[WORK ORDER] Copy every line of the records below where the word "query" occurs.

[PROVIDED RECORDS]
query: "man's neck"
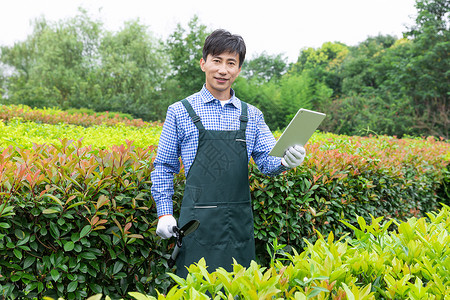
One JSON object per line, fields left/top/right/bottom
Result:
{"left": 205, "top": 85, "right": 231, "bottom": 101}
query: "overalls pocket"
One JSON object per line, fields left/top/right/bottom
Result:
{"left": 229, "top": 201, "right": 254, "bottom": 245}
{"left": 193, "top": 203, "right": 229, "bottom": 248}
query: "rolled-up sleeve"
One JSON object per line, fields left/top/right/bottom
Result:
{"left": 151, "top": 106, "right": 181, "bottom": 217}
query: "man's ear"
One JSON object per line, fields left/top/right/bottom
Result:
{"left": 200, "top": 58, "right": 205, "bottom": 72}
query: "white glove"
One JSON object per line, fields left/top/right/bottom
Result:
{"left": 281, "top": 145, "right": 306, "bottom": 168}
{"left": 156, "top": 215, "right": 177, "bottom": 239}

...

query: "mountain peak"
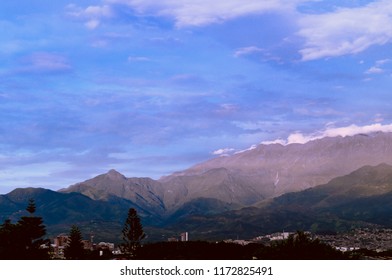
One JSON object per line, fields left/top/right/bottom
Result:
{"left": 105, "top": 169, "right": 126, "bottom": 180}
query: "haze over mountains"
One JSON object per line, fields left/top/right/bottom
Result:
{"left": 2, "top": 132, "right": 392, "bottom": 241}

[RESPONSE AREA]
query: "man's neck"
query: "overalls pocket"
query: "rolled-up sleeve"
query: "man's ear"
query: "white glove"
query: "mountain peak"
query: "haze over mountains"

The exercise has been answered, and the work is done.